>>>

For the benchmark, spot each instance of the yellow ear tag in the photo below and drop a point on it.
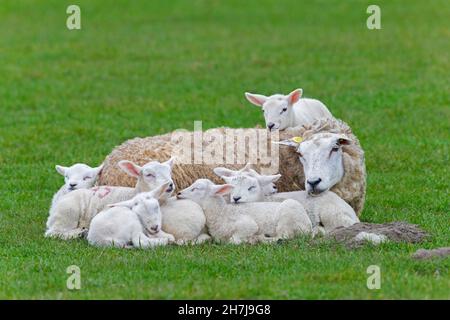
(297, 139)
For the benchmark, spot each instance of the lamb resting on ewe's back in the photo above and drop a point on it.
(344, 174)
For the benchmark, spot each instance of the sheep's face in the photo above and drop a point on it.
(267, 188)
(277, 109)
(153, 174)
(250, 188)
(78, 176)
(202, 189)
(322, 161)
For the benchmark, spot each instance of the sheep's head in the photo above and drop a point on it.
(278, 108)
(322, 159)
(78, 176)
(267, 188)
(248, 185)
(202, 189)
(152, 174)
(146, 206)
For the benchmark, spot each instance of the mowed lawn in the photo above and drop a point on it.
(140, 68)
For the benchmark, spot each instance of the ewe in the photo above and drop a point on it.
(78, 176)
(132, 223)
(287, 111)
(351, 188)
(248, 222)
(71, 215)
(326, 211)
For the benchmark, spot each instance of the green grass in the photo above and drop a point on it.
(140, 68)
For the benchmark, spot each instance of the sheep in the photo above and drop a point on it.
(77, 176)
(351, 187)
(285, 111)
(71, 215)
(326, 211)
(248, 222)
(135, 223)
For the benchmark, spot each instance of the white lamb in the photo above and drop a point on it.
(286, 111)
(72, 214)
(132, 223)
(77, 176)
(327, 210)
(248, 222)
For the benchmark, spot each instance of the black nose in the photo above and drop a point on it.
(314, 182)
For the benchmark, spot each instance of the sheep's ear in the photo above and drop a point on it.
(289, 143)
(256, 99)
(264, 180)
(127, 204)
(294, 96)
(224, 172)
(158, 192)
(61, 170)
(170, 162)
(343, 140)
(130, 168)
(222, 190)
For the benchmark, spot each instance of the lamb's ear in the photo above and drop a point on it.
(264, 180)
(294, 96)
(224, 172)
(256, 99)
(127, 204)
(61, 170)
(170, 162)
(222, 190)
(160, 191)
(130, 168)
(343, 140)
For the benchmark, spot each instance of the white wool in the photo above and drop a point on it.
(287, 111)
(249, 222)
(77, 176)
(131, 223)
(373, 238)
(72, 214)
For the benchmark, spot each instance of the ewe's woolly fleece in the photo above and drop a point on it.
(352, 188)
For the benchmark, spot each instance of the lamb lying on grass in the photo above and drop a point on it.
(132, 223)
(77, 176)
(248, 222)
(326, 211)
(72, 214)
(281, 112)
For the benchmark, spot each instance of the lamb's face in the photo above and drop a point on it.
(78, 176)
(277, 109)
(196, 192)
(322, 161)
(245, 189)
(155, 174)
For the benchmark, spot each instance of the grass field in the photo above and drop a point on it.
(140, 68)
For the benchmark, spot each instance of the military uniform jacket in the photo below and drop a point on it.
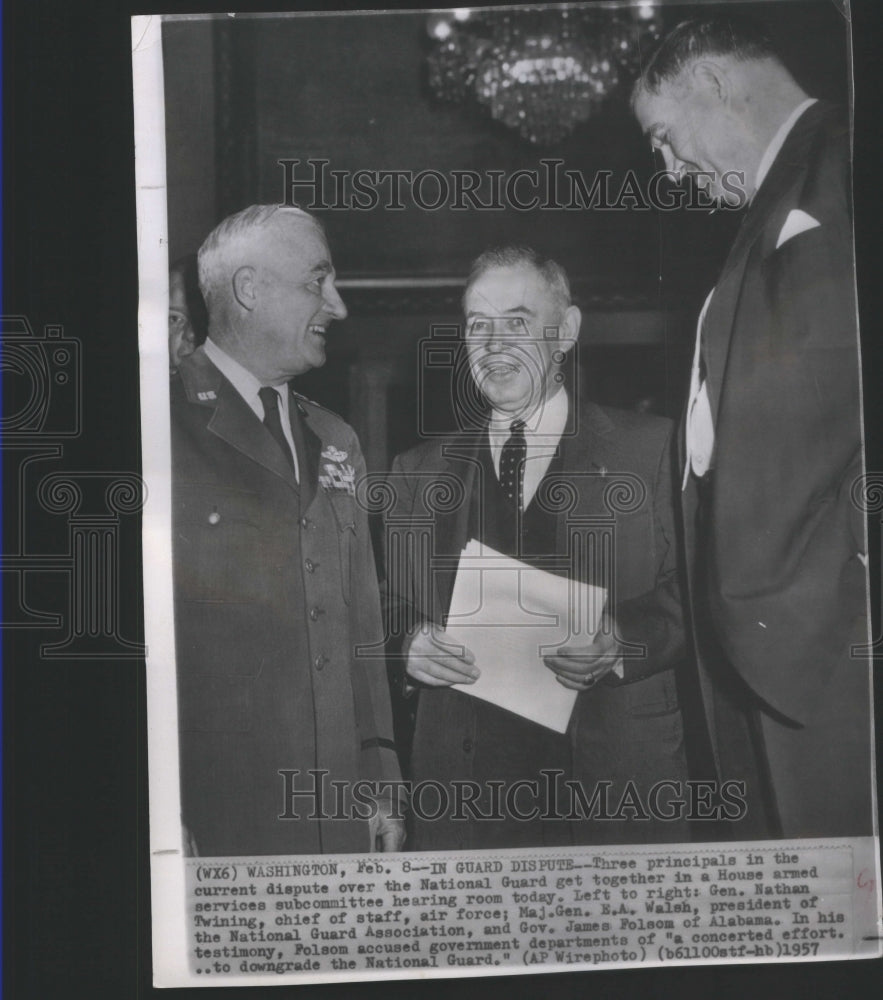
(275, 598)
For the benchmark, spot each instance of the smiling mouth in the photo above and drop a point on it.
(500, 369)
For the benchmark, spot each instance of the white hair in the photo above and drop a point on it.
(221, 251)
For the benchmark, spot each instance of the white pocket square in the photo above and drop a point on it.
(797, 222)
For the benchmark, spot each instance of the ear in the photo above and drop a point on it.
(244, 284)
(710, 78)
(569, 328)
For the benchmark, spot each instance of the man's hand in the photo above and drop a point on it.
(581, 667)
(387, 830)
(435, 661)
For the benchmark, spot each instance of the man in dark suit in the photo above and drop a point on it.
(275, 586)
(772, 441)
(548, 478)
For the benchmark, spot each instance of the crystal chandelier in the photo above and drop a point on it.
(539, 70)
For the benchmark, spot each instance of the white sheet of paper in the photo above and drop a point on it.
(510, 615)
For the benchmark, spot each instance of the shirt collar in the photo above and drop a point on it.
(240, 378)
(547, 421)
(778, 140)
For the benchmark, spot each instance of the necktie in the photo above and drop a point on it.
(512, 465)
(272, 420)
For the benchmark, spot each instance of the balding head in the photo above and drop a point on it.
(268, 281)
(711, 99)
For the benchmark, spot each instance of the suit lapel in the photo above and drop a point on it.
(590, 463)
(233, 420)
(459, 459)
(769, 203)
(309, 449)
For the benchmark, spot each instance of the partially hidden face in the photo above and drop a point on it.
(182, 339)
(515, 338)
(690, 125)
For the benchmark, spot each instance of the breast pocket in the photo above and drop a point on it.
(217, 544)
(343, 506)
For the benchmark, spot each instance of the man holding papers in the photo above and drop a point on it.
(557, 485)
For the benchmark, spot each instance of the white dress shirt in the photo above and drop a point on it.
(542, 434)
(700, 423)
(248, 387)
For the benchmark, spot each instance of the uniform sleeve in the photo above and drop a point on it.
(370, 686)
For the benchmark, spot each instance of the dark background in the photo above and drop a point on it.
(76, 875)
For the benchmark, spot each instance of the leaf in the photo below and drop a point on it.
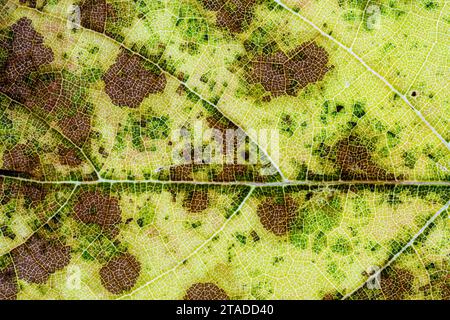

<<<

Set exercise: Extract every row above that contains the string "shirt", copying each one in full. Matching is case-sensitive.

Correct answer:
For the benchmark, spot each instance of the shirt collar in the photo above and drop a point on it.
For the benchmark, spot each instance of the white dress shirt in the photo above and drop a point on it.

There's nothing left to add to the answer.